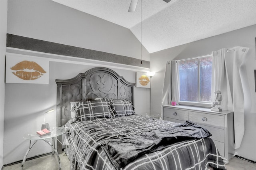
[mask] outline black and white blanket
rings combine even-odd
[[[72,169],[225,169],[205,129],[137,115],[66,125]]]

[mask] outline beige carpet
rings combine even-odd
[[[60,154],[62,170],[70,170],[70,161],[64,152]],[[3,170],[16,170],[21,169],[21,163],[4,167]],[[26,161],[23,165],[24,170],[53,170],[59,169],[59,164],[56,154],[42,156]]]
[[[70,170],[70,161],[64,152],[60,155],[61,169]],[[228,170],[255,170],[256,164],[237,158],[233,158],[230,160],[229,164],[226,165]],[[41,157],[26,161],[23,166],[24,170],[58,170],[57,156],[54,154]],[[21,169],[21,163],[4,167],[3,170],[16,170]]]

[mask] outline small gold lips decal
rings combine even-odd
[[[28,61],[21,61],[11,67],[11,69],[16,71],[12,72],[13,74],[25,80],[35,80],[46,72],[37,63]]]
[[[142,75],[140,78],[139,78],[139,82],[143,86],[147,85],[149,83],[150,81],[148,79],[148,77],[146,75]]]

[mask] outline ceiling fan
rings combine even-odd
[[[137,6],[137,4],[138,4],[138,0],[132,0],[131,1],[131,4],[130,5],[130,7],[129,7],[129,10],[128,12],[133,12],[135,11],[136,9],[136,6]],[[168,3],[171,0],[163,0],[166,2]]]

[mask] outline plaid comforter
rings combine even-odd
[[[68,123],[70,146],[67,153],[71,169],[114,170],[102,144],[179,125],[138,115]],[[133,160],[124,170],[225,169],[221,157],[210,138],[178,142],[155,149]]]

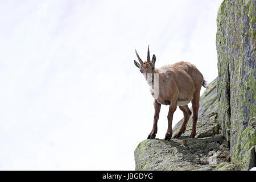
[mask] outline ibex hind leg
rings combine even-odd
[[[200,98],[200,90],[199,93],[195,94],[194,98],[192,100],[192,105],[193,109],[193,123],[191,133],[189,135],[189,138],[195,138],[196,134],[196,123],[198,118],[198,110],[199,109],[199,98]]]
[[[151,132],[150,132],[150,134],[147,136],[147,139],[154,139],[156,136],[156,134],[158,133],[158,121],[159,118],[161,105],[155,100],[154,102],[154,106],[155,107],[155,114],[154,115],[153,128]]]

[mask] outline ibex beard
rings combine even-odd
[[[156,56],[153,55],[150,59],[149,46],[147,51],[147,61],[142,61],[135,49],[139,63],[134,60],[135,65],[139,68],[143,75],[150,90],[154,98],[153,128],[147,139],[154,139],[158,132],[158,121],[161,105],[170,105],[168,113],[168,129],[164,140],[170,140],[172,136],[172,123],[174,113],[177,106],[183,112],[184,118],[179,130],[174,135],[177,138],[183,134],[187,124],[192,114],[188,104],[192,102],[193,110],[193,123],[189,138],[195,138],[196,133],[199,98],[202,86],[207,84],[202,73],[196,67],[188,62],[181,61],[172,65],[166,65],[160,68],[155,68]]]

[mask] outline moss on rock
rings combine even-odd
[[[256,145],[255,1],[224,0],[217,18],[218,117],[230,142],[233,162],[248,169],[248,152]],[[246,167],[247,166],[247,167]]]

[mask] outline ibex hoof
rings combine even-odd
[[[167,134],[166,135],[166,138],[164,138],[164,140],[170,141],[170,140],[171,139],[171,138],[172,138],[172,135],[171,135],[169,134]]]
[[[154,139],[155,138],[155,133],[153,133],[152,135],[148,135],[148,136],[147,136],[147,139]]]

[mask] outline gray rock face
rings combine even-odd
[[[200,97],[196,138],[188,138],[191,117],[179,139],[141,142],[134,152],[137,170],[248,170],[256,166],[255,5],[255,0],[224,0],[219,9],[218,78]]]
[[[217,18],[218,117],[232,162],[245,169],[253,165],[249,154],[256,145],[255,5],[255,0],[224,0]]]
[[[220,134],[217,114],[217,80],[213,81],[200,98],[195,139],[188,138],[192,119],[179,139],[165,141],[159,139],[141,142],[135,152],[136,170],[237,170],[229,163],[229,149]],[[192,117],[191,117],[192,118]],[[177,130],[181,122],[174,129]]]

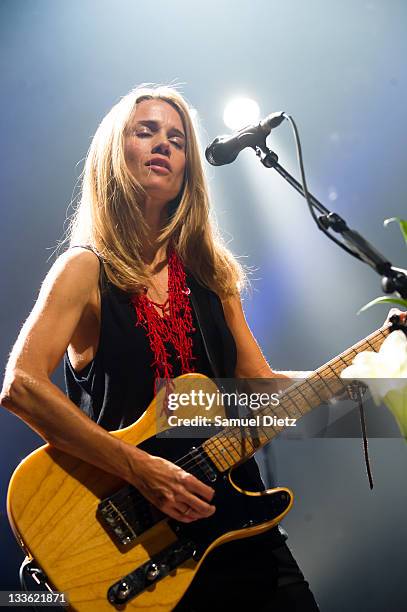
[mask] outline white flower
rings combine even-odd
[[[376,404],[384,401],[407,438],[407,338],[401,330],[389,334],[378,353],[363,351],[345,368],[341,378],[368,385]]]

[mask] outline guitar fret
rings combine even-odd
[[[315,370],[308,378],[300,383],[294,383],[280,394],[278,406],[267,406],[257,414],[272,413],[277,418],[289,416],[299,419],[311,409],[331,399],[338,391],[346,386],[340,378],[341,372],[349,366],[353,358],[364,350],[377,351],[383,340],[390,333],[391,326],[383,327],[373,334],[360,340],[328,363]],[[270,428],[256,428],[256,434],[250,427],[240,429],[226,428],[210,440],[204,442],[203,447],[220,471],[229,469],[241,459],[253,454],[257,446],[263,446],[283,429],[282,426],[273,425]],[[226,455],[226,456],[225,456]],[[232,461],[232,463],[230,463]]]

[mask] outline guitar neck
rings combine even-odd
[[[322,403],[334,397],[345,386],[340,378],[342,370],[351,365],[362,351],[377,352],[391,331],[384,325],[370,336],[351,346],[312,372],[306,379],[296,382],[279,396],[278,406],[266,406],[253,411],[249,418],[264,422],[264,416],[272,417],[268,426],[230,426],[206,440],[202,447],[220,472],[224,472],[253,455],[286,427],[287,417],[300,419]],[[284,424],[278,424],[278,419]]]

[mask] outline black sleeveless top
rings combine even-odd
[[[195,332],[191,335],[196,372],[209,377],[233,378],[236,345],[226,324],[219,297],[187,274]],[[93,361],[76,372],[66,354],[65,382],[69,398],[104,429],[134,423],[146,410],[154,393],[153,353],[143,327],[136,327],[130,294],[110,283],[101,264],[101,325]],[[174,349],[166,347],[174,376],[180,363]]]
[[[222,303],[211,290],[186,275],[191,290],[193,314],[192,354],[196,372],[210,378],[234,378],[236,343],[229,330]],[[113,431],[134,423],[147,409],[154,395],[153,353],[143,327],[136,327],[136,313],[131,295],[110,283],[101,263],[101,323],[95,358],[76,372],[64,357],[68,397],[87,416],[104,429]],[[174,376],[181,374],[174,350],[168,348]],[[264,488],[255,459],[249,459],[235,471],[234,480],[249,490]],[[268,540],[273,546],[283,538],[272,529]]]

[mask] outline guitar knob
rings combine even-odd
[[[131,593],[130,585],[123,580],[117,587],[116,597],[119,601],[124,601]]]
[[[151,563],[150,567],[148,568],[146,578],[149,581],[155,580],[159,573],[160,568],[158,567],[158,565],[156,563]]]

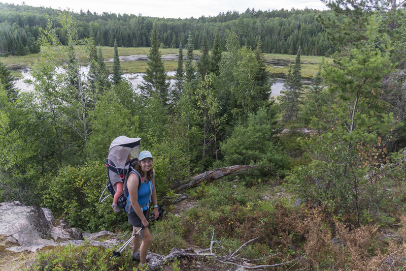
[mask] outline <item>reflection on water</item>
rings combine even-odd
[[[23,69],[19,69],[18,70],[22,76],[22,77],[15,81],[16,87],[19,88],[22,92],[30,92],[34,90],[34,86],[32,84],[29,84],[25,82],[26,80],[29,79],[33,80],[34,78],[31,75],[30,70],[28,68]],[[57,73],[61,72],[61,70],[56,71]],[[81,68],[81,72],[83,75],[87,74],[89,72],[89,67],[83,66]],[[175,76],[176,74],[175,71],[171,71],[167,72],[168,76]],[[132,85],[133,89],[137,92],[138,92],[139,88],[138,85],[142,84],[144,79],[143,76],[145,74],[145,73],[125,73],[123,74],[122,76],[129,81]],[[112,75],[110,75],[111,77]],[[171,86],[172,86],[174,83],[175,80],[173,79],[170,79],[171,82]],[[271,87],[271,96],[276,98],[278,95],[281,95],[281,91],[283,88],[283,84],[285,83],[285,79],[283,78],[276,78],[275,83]]]

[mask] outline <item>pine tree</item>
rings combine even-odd
[[[114,40],[114,57],[113,59],[113,82],[117,85],[121,81],[121,71],[120,67],[120,58],[118,56],[117,42]]]
[[[159,39],[154,25],[151,35],[151,47],[149,50],[146,74],[143,76],[144,82],[140,86],[145,97],[157,97],[165,106],[168,102],[169,82],[165,81],[166,73],[159,51]]]
[[[99,76],[101,84],[104,85],[106,88],[110,86],[110,82],[109,81],[109,72],[105,63],[105,58],[101,53],[101,48],[99,47],[97,50],[97,64],[99,69]]]
[[[301,68],[300,67],[300,47],[297,50],[295,65],[289,69],[286,83],[284,85],[285,89],[282,98],[281,106],[285,112],[283,118],[291,121],[297,118],[300,96],[302,93]]]
[[[172,101],[177,102],[179,100],[183,88],[183,48],[182,42],[179,44],[179,56],[178,58],[178,68],[176,68],[176,81],[172,91]]]
[[[210,69],[210,56],[209,55],[209,45],[207,44],[207,36],[205,35],[201,42],[201,56],[197,62],[197,73],[201,80],[204,80]]]
[[[186,61],[185,63],[185,81],[186,83],[190,84],[196,79],[194,67],[192,63],[194,54],[193,54],[193,41],[191,33],[189,34],[186,50]]]
[[[11,71],[0,62],[0,84],[2,85],[7,94],[9,102],[15,102],[18,97],[18,89],[14,87],[14,78]]]
[[[221,60],[221,44],[220,43],[220,34],[218,31],[216,33],[214,43],[212,48],[212,54],[210,55],[210,72],[214,73],[216,75],[220,74],[219,64]]]

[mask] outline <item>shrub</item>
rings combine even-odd
[[[57,247],[49,252],[39,252],[36,262],[27,270],[136,270],[138,263],[131,260],[131,250],[125,250],[121,257],[110,259],[113,250],[102,247],[88,244]]]
[[[276,136],[280,131],[275,112],[266,108],[250,114],[245,125],[236,126],[231,136],[221,144],[227,165],[257,165],[255,175],[284,175],[288,158]]]
[[[41,182],[47,188],[43,197],[45,206],[71,227],[92,231],[112,230],[117,225],[128,227],[125,214],[116,214],[111,209],[112,199],[98,203],[107,182],[103,162],[62,167],[56,175],[47,175]]]

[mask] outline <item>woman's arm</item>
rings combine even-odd
[[[151,200],[152,201],[152,204],[154,205],[158,205],[158,199],[156,197],[156,190],[155,189],[155,170],[152,170],[152,179],[151,182],[152,182],[152,185],[153,186],[153,188],[152,189],[152,195],[151,196]],[[158,208],[154,208],[154,211],[153,212],[154,214],[154,216],[155,217],[155,219],[158,218],[158,217],[159,216],[159,212],[158,212]]]
[[[138,217],[141,219],[144,226],[148,227],[149,223],[144,215],[141,207],[138,204],[138,183],[139,182],[138,176],[135,174],[130,174],[127,179],[127,187],[128,189],[128,195],[130,196],[132,208],[134,209]]]

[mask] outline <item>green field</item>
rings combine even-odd
[[[112,58],[114,54],[113,47],[102,47],[101,52],[105,59]],[[120,56],[132,55],[147,55],[149,53],[149,47],[127,48],[120,47],[118,48],[119,55]],[[167,55],[170,54],[177,54],[179,50],[173,48],[162,48],[160,49],[161,54]],[[198,50],[193,51],[195,55],[200,55],[201,53]],[[86,52],[84,46],[79,47],[78,50],[78,55],[83,63],[85,63],[88,58],[88,54]],[[184,54],[186,53],[184,50]],[[273,61],[281,61],[282,62],[290,62],[294,63],[295,55],[280,54],[264,54],[266,62]],[[9,66],[12,69],[16,69],[20,67],[26,67],[34,63],[36,59],[41,57],[41,54],[33,54],[23,56],[2,56],[0,57],[0,62]],[[300,60],[302,64],[302,76],[303,78],[311,78],[314,77],[319,69],[319,64],[324,62],[331,62],[331,58],[323,56],[314,56],[302,55]],[[106,63],[107,67],[111,68],[113,65],[112,62]],[[121,70],[124,73],[134,73],[145,72],[147,65],[146,61],[121,61]],[[175,71],[178,66],[177,61],[164,61],[165,69],[166,71]],[[280,77],[285,77],[288,73],[288,67],[282,67],[281,66],[267,65],[266,70],[272,75]],[[14,73],[15,76],[18,76],[18,73]]]

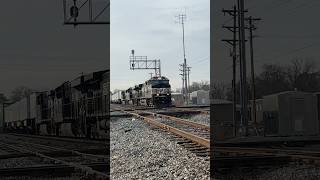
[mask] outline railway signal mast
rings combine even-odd
[[[99,5],[97,5],[98,3]],[[101,5],[102,8],[98,10],[97,7],[101,7]],[[69,13],[67,12],[68,9]],[[80,0],[63,0],[64,25],[110,24],[110,20],[100,20],[102,19],[102,15],[107,13],[108,9],[110,9],[109,0],[84,0],[84,2]],[[81,17],[79,15],[81,15]]]
[[[154,70],[154,77],[161,77],[161,62],[160,59],[150,60],[147,56],[136,56],[134,50],[131,50],[130,69],[131,70]]]

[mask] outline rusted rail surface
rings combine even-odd
[[[188,140],[190,140],[190,141],[192,141],[192,142],[194,142],[196,144],[199,144],[201,146],[204,146],[206,148],[210,148],[210,140],[208,140],[208,139],[205,139],[205,138],[199,137],[197,135],[194,135],[194,134],[182,131],[180,129],[174,128],[172,126],[157,122],[156,120],[154,120],[152,118],[141,116],[138,113],[127,112],[127,111],[122,111],[122,112],[127,113],[127,114],[131,114],[131,115],[133,115],[133,116],[135,116],[137,118],[141,118],[141,119],[143,119],[144,121],[146,121],[149,124],[152,124],[152,125],[154,125],[156,127],[159,127],[161,129],[169,131],[169,132],[171,132],[173,134],[181,136],[181,137],[183,137],[185,139],[188,139]]]
[[[97,179],[108,179],[109,178],[109,175],[107,175],[106,173],[94,170],[91,167],[88,167],[88,166],[85,166],[85,165],[82,165],[82,164],[67,162],[67,161],[64,161],[64,160],[60,160],[60,159],[57,159],[57,158],[53,158],[53,157],[44,155],[43,153],[40,153],[40,152],[37,152],[37,151],[31,151],[31,150],[28,150],[26,148],[22,148],[22,147],[19,147],[19,146],[16,146],[16,145],[12,145],[12,144],[8,144],[8,143],[4,143],[4,142],[0,142],[0,145],[6,146],[6,147],[8,147],[10,149],[13,149],[15,151],[19,151],[21,153],[30,153],[30,154],[33,154],[33,155],[35,155],[37,157],[43,158],[43,159],[48,159],[48,160],[54,161],[56,163],[61,163],[61,164],[66,165],[66,166],[73,167],[74,169],[78,169],[78,170],[81,170],[83,172],[86,172],[87,174],[91,174],[91,175],[95,176]]]
[[[293,149],[274,149],[274,148],[241,148],[241,147],[215,147],[215,152],[228,152],[239,154],[273,155],[278,157],[290,157],[292,160],[310,161],[320,164],[320,152],[293,150]]]
[[[210,131],[210,127],[209,126],[201,124],[201,123],[196,123],[196,122],[193,122],[193,121],[189,121],[189,120],[186,120],[186,119],[177,118],[177,117],[174,117],[174,116],[168,116],[168,115],[164,115],[164,114],[160,114],[160,113],[147,112],[147,111],[136,111],[136,112],[150,114],[150,115],[153,115],[153,116],[156,116],[156,117],[160,117],[160,118],[170,119],[170,120],[173,120],[173,121],[175,121],[177,123],[180,123],[180,124],[186,124],[186,125],[189,125],[189,126],[192,126],[192,127],[195,127],[195,128],[200,128],[200,129],[204,129],[204,130]]]

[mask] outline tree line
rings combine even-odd
[[[261,72],[255,75],[256,99],[265,95],[283,91],[320,91],[320,70],[317,63],[310,59],[293,59],[289,64],[264,64]],[[251,78],[247,80],[248,97],[251,99]],[[215,82],[211,96],[214,99],[232,100],[233,90],[231,83]],[[240,102],[240,83],[236,83],[237,102]]]

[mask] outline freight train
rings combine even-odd
[[[111,101],[117,104],[169,107],[172,105],[169,79],[164,76],[152,77],[143,84],[117,91],[112,94]]]
[[[103,70],[81,75],[5,107],[5,131],[106,138],[109,74]]]

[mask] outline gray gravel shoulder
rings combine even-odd
[[[111,119],[111,179],[210,179],[209,161],[141,120]]]

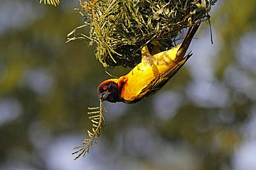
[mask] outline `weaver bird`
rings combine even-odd
[[[143,46],[141,63],[127,74],[100,84],[100,98],[111,103],[135,103],[156,93],[192,56],[190,53],[184,57],[199,25],[191,25],[182,43],[169,50],[151,54],[147,45]]]

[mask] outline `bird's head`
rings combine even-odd
[[[120,101],[118,87],[118,79],[110,79],[101,83],[98,87],[98,94],[102,101],[111,103]]]

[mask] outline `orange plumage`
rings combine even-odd
[[[190,26],[183,42],[177,46],[152,55],[147,45],[141,49],[141,63],[119,78],[100,84],[98,92],[102,100],[134,103],[154,94],[181,69],[191,56],[185,54],[200,23]]]

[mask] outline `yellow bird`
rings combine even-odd
[[[199,25],[191,25],[183,42],[169,50],[152,55],[147,45],[143,47],[141,63],[127,74],[101,83],[98,88],[100,98],[111,103],[135,103],[156,93],[192,56],[184,57]]]

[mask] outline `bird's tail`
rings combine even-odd
[[[187,32],[187,34],[182,41],[181,46],[179,47],[177,53],[176,53],[176,60],[182,60],[185,54],[186,53],[188,47],[191,43],[192,39],[194,37],[194,35],[196,34],[198,28],[199,28],[200,22],[196,23],[191,25]]]

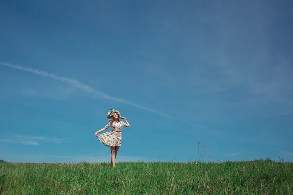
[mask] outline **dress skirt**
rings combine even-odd
[[[114,147],[121,145],[121,132],[110,131],[99,134],[97,136],[100,141],[105,146]]]

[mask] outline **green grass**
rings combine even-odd
[[[293,194],[293,163],[0,162],[0,194]]]

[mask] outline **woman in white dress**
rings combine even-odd
[[[100,141],[103,144],[111,147],[111,164],[115,167],[115,160],[117,152],[121,145],[121,129],[122,126],[130,127],[130,125],[126,118],[120,116],[120,113],[116,110],[111,109],[107,115],[110,122],[104,128],[96,131],[95,136],[98,137]],[[119,118],[125,120],[126,123],[119,120]],[[105,130],[110,126],[112,127],[111,131],[98,135],[99,133]]]

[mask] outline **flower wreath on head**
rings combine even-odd
[[[107,118],[108,118],[108,120],[111,121],[111,118],[114,113],[116,113],[118,115],[119,117],[121,117],[119,111],[115,109],[111,109],[110,111],[108,112],[108,114],[107,114]]]

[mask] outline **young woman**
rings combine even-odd
[[[102,143],[111,147],[111,164],[113,167],[115,167],[115,159],[118,149],[121,145],[121,128],[122,126],[130,127],[130,125],[126,118],[121,117],[120,113],[116,110],[111,109],[109,111],[107,118],[110,120],[110,122],[103,129],[96,131],[95,133],[95,136],[98,137]],[[126,123],[119,120],[119,118],[125,120]],[[110,126],[112,127],[111,131],[98,135],[99,133],[105,130]]]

== == ==

**Stated problem**
Repeat the line that contains "[mask] outline **dress skirt**", then every line after it until the records end, with nothing added.

**Right answer**
[mask] outline **dress skirt**
rings combine even-odd
[[[114,147],[121,145],[121,132],[110,131],[99,134],[97,136],[100,141],[105,146]]]

[mask] outline **green grass**
rings combine even-odd
[[[293,194],[293,163],[0,162],[0,194]]]

[mask] outline **woman in white dress**
rings combine even-odd
[[[100,141],[103,144],[111,147],[111,164],[115,167],[115,160],[117,152],[121,145],[121,129],[122,126],[130,127],[130,125],[126,118],[120,116],[120,113],[116,110],[111,109],[107,115],[110,122],[104,128],[96,131],[95,136],[98,137]],[[119,118],[125,120],[126,123],[119,120]],[[105,130],[110,126],[112,127],[111,131],[98,135],[99,133]]]

[mask] outline **flower wreath on head**
rings combine even-odd
[[[107,118],[108,118],[108,120],[111,121],[111,118],[114,113],[116,113],[118,115],[119,117],[121,117],[119,111],[115,109],[111,109],[110,111],[108,112],[108,114],[107,114]]]

[mask] outline **young woman**
rings combine even-odd
[[[102,143],[111,147],[111,164],[113,167],[115,167],[115,159],[118,149],[121,145],[121,128],[122,126],[130,127],[130,125],[126,118],[121,117],[120,113],[116,110],[111,109],[109,111],[107,118],[110,120],[110,122],[103,129],[96,131],[95,133],[95,136],[98,137]],[[126,123],[119,120],[119,118],[125,120]],[[110,126],[112,127],[111,131],[98,135],[99,133],[105,130]]]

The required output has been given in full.